§ **Task description**
Each line of the listing, apart from the pictures, is to be printed exactly.

§ **Records for the task**

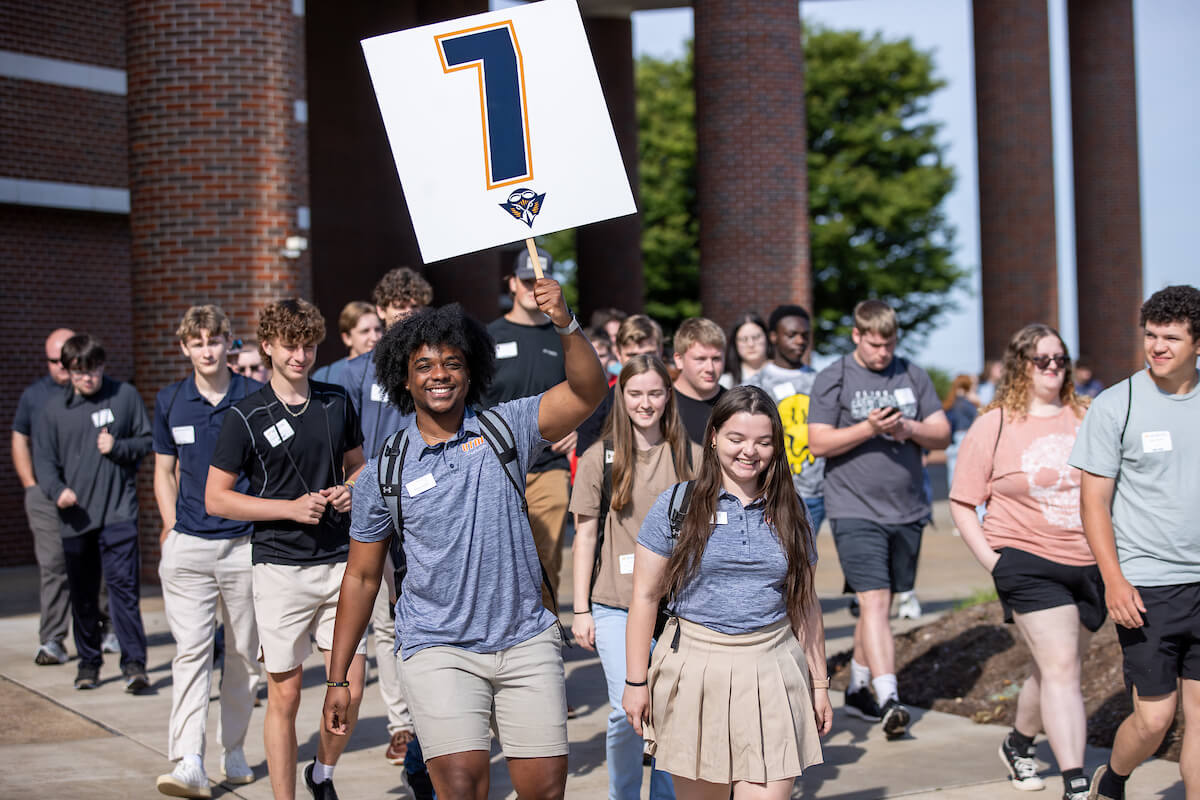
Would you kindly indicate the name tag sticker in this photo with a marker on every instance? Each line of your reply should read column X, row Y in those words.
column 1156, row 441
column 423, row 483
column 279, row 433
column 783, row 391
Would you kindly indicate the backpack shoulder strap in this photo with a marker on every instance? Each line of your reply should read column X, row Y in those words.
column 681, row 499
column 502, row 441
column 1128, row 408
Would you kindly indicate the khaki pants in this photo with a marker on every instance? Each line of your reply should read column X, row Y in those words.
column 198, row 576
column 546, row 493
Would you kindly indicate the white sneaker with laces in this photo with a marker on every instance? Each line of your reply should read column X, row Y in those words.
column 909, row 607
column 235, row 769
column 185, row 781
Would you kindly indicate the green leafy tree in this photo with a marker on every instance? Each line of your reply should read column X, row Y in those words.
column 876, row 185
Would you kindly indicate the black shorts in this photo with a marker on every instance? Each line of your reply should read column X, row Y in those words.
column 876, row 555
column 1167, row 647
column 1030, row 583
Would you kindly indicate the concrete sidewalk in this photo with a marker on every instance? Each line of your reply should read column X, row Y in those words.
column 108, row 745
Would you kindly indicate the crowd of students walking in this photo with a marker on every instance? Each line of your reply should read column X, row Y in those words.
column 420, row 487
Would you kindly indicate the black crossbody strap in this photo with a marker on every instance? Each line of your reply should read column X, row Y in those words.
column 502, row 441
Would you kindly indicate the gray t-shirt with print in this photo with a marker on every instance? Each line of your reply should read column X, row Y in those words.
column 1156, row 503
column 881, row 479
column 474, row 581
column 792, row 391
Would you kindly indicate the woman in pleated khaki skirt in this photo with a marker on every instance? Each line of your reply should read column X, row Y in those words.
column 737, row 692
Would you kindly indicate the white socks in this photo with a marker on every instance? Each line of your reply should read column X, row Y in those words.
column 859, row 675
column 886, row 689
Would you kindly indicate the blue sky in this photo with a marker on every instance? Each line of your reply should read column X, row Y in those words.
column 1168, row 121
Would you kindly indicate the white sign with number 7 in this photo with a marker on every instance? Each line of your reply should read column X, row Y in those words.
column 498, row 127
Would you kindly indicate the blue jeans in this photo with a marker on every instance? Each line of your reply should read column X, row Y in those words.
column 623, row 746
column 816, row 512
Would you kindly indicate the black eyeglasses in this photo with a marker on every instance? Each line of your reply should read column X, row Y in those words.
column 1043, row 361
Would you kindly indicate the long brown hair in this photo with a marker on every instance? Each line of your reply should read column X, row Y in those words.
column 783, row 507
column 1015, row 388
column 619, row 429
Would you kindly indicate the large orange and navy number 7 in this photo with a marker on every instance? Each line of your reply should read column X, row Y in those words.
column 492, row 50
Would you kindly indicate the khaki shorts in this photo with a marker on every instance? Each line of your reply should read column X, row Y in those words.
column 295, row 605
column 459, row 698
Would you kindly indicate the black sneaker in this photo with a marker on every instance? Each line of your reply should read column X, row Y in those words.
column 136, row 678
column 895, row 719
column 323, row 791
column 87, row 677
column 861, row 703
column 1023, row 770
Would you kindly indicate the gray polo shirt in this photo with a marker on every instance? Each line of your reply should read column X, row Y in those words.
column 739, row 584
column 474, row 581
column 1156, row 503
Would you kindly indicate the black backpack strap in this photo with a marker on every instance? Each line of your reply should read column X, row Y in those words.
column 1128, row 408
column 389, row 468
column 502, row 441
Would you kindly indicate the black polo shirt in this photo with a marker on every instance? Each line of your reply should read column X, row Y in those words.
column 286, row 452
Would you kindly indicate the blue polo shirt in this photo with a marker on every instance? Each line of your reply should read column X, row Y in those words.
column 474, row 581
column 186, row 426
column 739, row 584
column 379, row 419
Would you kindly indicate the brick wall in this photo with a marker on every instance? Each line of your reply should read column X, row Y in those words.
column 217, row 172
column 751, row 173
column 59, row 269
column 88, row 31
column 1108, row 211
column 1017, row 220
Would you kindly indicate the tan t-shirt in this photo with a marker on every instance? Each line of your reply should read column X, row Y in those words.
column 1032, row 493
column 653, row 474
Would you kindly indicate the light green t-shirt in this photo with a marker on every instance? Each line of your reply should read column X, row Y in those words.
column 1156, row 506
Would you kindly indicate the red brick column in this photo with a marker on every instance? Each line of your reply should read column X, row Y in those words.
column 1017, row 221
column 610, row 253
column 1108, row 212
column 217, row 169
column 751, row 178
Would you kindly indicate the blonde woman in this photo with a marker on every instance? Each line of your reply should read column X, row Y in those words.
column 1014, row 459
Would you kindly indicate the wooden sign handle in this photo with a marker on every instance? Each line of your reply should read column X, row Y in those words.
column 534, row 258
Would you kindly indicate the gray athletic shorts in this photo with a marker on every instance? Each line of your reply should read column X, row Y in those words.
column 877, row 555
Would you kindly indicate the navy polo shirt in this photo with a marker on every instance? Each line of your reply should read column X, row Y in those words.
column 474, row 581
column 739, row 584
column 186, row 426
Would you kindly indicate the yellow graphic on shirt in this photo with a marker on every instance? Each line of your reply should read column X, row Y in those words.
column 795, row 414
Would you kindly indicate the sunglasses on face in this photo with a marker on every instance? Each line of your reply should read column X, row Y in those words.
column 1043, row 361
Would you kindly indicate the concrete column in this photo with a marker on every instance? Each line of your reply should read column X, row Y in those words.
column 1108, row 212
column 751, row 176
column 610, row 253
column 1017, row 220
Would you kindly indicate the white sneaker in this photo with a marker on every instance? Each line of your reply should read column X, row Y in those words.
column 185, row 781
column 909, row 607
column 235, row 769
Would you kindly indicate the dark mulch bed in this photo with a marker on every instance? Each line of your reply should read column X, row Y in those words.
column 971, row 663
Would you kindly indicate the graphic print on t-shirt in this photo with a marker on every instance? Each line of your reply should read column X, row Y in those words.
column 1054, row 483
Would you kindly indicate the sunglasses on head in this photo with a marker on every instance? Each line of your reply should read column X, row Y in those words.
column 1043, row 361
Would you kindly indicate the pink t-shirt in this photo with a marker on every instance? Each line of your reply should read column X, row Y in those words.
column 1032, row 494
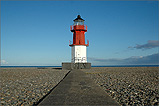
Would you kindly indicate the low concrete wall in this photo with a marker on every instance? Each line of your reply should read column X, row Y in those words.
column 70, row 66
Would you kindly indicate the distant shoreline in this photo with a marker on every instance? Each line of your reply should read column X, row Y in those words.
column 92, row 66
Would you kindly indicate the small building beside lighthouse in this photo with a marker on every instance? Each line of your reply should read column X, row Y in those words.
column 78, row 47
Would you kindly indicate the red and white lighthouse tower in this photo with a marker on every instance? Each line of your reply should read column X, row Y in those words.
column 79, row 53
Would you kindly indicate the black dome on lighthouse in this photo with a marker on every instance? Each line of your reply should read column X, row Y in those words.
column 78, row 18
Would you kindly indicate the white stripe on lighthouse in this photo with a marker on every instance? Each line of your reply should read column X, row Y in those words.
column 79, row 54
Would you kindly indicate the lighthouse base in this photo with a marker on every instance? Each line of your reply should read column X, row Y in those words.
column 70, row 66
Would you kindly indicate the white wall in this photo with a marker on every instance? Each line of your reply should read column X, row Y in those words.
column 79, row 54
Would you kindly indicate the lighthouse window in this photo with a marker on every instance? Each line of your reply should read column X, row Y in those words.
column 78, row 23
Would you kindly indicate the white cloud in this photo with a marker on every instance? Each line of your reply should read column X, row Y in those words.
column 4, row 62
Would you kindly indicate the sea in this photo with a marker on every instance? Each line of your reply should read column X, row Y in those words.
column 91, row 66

§ **Response to the exercise**
Would you kindly indicate the name tag sticker in this photo with a marker on every instance? Each line of your reply should read column X, row Y in those words.
column 1156, row 441
column 423, row 483
column 279, row 433
column 783, row 391
Would you kindly indicate the backpack shoulder strap in this photo with a marker on every instance? Each line of your reply should read column X, row Y in those words.
column 681, row 499
column 502, row 441
column 1128, row 408
Would you kindly indicate the khaki pants in this photo with a marker on every instance? Each line of your reply should read column X, row Y in those words.
column 198, row 576
column 546, row 493
Would you kindly indicate the white sneaker with laces in this photo with a marker on every instance? Each line of your reply should read column X, row Y in those words.
column 909, row 607
column 235, row 769
column 185, row 781
Would you kindly indicate the green leafy tree in this photo with a marker on every instance? Each line of your reply should read column X, row Y in those words.
column 876, row 185
Would you kindly indicate the black shorts in this photo with a marker on every instance? Each line of your reply should read column X, row Y in those words.
column 876, row 555
column 1167, row 647
column 1030, row 583
Would you kindly indicate the concrete sidewalk in this photo with a marker on every instance? Each line of your reply should read column X, row Y in those words.
column 108, row 745
Would you kindly indicate the crowd of students walking in this photo with a marker on every instance? Each line of your reply should read column X, row Y in those words.
column 420, row 487
Would you kindly indicate the black crossbody strap in this photo with a marker on every instance? Each line of your reply should read column X, row Y in those words.
column 502, row 441
Would you kindly indicate the gray t-shirt with print in this photo with a marker on every instance? Each line of your reply should read column X, row Y in those words.
column 1156, row 503
column 881, row 479
column 474, row 581
column 792, row 391
Would you kindly indicate the woman in pleated khaki skirt in this photo with a marker on every instance? Each line of your reply should read column X, row Y in those words.
column 737, row 692
Would you kindly indicate the white socks in this photo with a marker on every instance? Each line of your reply should read column X, row Y in those words.
column 859, row 675
column 886, row 689
Would you kindly indicate the blue sky in this photo with a marker on every instance? Each line of your reply should read column X, row Y in those words.
column 1168, row 121
Would you kindly indicate the white sign with number 7 in this photo with a marker on every instance? Each line of your reply should read column X, row Y in those words.
column 498, row 127
Would you kindly indicate the blue jeans in this photo with a marker on every instance? Each line of your reply should read column X, row Y in those words.
column 623, row 746
column 816, row 512
Would you kindly indicate the black eyeglasses in this photo with a marker on every instance? Each line of your reply should read column X, row Y in those words.
column 1043, row 361
Would you kindly indicate the long brown hair in this photo with a marker on every instance? Each line of your reply should read column X, row Y in those words.
column 783, row 507
column 1015, row 388
column 619, row 429
Would you kindly indicate the large orange and navy number 7 in this photo with a marker on every instance? Each line of your reply should read column X, row Y in those words.
column 492, row 50
Would you kindly indicate the khaki shorts in this photo with a marker on every instance? Each line of your reply should read column X, row Y in those words.
column 295, row 605
column 459, row 698
Would you kindly indicate the black sneaker in this photo with a marker on every instance? Each line of your reply should read column X, row Y in those words.
column 136, row 678
column 895, row 719
column 323, row 791
column 87, row 677
column 861, row 703
column 1023, row 770
Would you kindly indicate the gray polo shirt in this photo with a marker on every instance? Each line of your reply should read column X, row Y in those words.
column 739, row 584
column 474, row 581
column 1156, row 503
Would you kindly indicate the black backpack strap in this photo with a marker on every instance? Each line of your reply should read column X, row Y in those words.
column 1128, row 408
column 389, row 468
column 502, row 441
Would you kindly indicate the black polo shirt in this photo with a marker on every instance? Each line of your reply should read column X, row Y in those words.
column 286, row 452
Would you kindly indicate the blue polo shirt in this photo with a marker on every instance? Each line of your reply should read column X, row Y in those words.
column 474, row 581
column 186, row 426
column 739, row 584
column 379, row 419
Would you kindly indicate the brick wall in this photo with a marker on every instance? Each line of your reply should read column X, row Y in those words.
column 217, row 172
column 751, row 173
column 59, row 269
column 88, row 31
column 1108, row 211
column 1017, row 220
Would you kindly indicate the tan t-shirt in this photo with a marker on every instance? Each line of your reply should read column X, row Y in those words.
column 1032, row 493
column 653, row 474
Would you kindly indicate the light green t-shirt in this photo with a marker on every instance? Each line of your reply should read column X, row Y in those words.
column 1156, row 506
Would you kindly indicate the red brick column in this photo with a marker on every instance? Each line of your reply should read column X, row Y in those words.
column 1017, row 221
column 610, row 253
column 1108, row 212
column 217, row 169
column 751, row 178
Would you kindly indicate the blonde woman in this photo with a marker on every instance? Each line of your reply should read column X, row Y in those words.
column 1014, row 459
Would you kindly indicate the wooden sign handle in this photo with a marker on every instance? Each line of your reply should read column X, row Y in those words.
column 534, row 258
Would you kindly indicate the gray athletic shorts in this photo with a marker on every instance? Each line of your reply should read column X, row Y in those words.
column 877, row 555
Would you kindly indicate the navy polo shirt in this photo with a marker on every instance? Each line of your reply should read column X, row Y in those words.
column 474, row 581
column 739, row 584
column 186, row 426
Would you kindly indicate the yellow graphic on shirt in this photo with a marker on every instance? Each line of your reply should read column X, row Y in those words.
column 795, row 414
Would you kindly indicate the sunglasses on face in this photo with a marker on every instance? Each line of your reply should read column X, row Y in those words.
column 1043, row 361
Would you kindly indicate the concrete column in this photo with a marker on every instance? Each line of your reply should read column X, row Y in those words.
column 1108, row 212
column 751, row 176
column 610, row 253
column 1017, row 220
Would you kindly indicate the white sneaker in this photo with a marker on every instance? Each line of your reply should read column X, row Y in those words.
column 185, row 781
column 909, row 607
column 235, row 769
Would you kindly indicate the dark mulch bed in this photo with a marker on every instance? Each line of your reply should read column X, row Y in those words.
column 971, row 663
Would you kindly indicate the graphic print on t-shirt in this photo with a marker on every instance? Each line of your reply should read column X, row Y in those words.
column 1054, row 483
Would you kindly indicate the sunglasses on head in this photo with a marker on every instance? Each line of your reply should read column X, row Y in those words.
column 1043, row 361
Would you kindly indicate the pink t-shirt in this photo with a marker on every instance? Each line of your reply should read column X, row Y in those words.
column 1032, row 494
Would you kindly indicate the low concrete wall in this photo with a marker on every instance? Each line of your reply should read column X, row Y in those words.
column 70, row 66
Would you kindly indicate the distant shoreline in this photo with a marker on every instance? Each line of your reply should read column X, row Y in those words.
column 92, row 66
Would you kindly indicate the small building beside lighthouse in this photo with a marker on every instance? Each line of your reply should read column X, row Y in those words.
column 78, row 47
Would you kindly indicate the red and white lighthouse tower in this photo with a marker on every instance? Each line of your reply should read column X, row Y in those words.
column 79, row 53
Would you kindly indicate the black dome on lighthouse in this photo with a marker on every instance? Each line of your reply should read column X, row Y in those words.
column 78, row 18
Would you kindly indicate the white stripe on lighthouse in this photo with a marker on every instance? Each line of your reply should read column X, row Y in those words.
column 79, row 54
Would you kindly indicate the lighthouse base in this photo with a marker on every instance? Each line of your reply should read column X, row Y in those words.
column 70, row 66
Would you kindly indicate the white wall in this photo with a marker on every instance? Each line of your reply should read column X, row Y in those words.
column 79, row 54
Would you kindly indicate the lighthouse window in this photo with a marker on every instance? Each line of your reply should read column X, row Y in those words.
column 78, row 23
Would you kindly indicate the white cloud in this photo with a marker on every instance? Each line of your reply should read column X, row Y in those words.
column 4, row 62
Would you kindly indicate the sea in this photo with a marker on every instance? Each line of your reply should read column X, row Y in those words.
column 91, row 66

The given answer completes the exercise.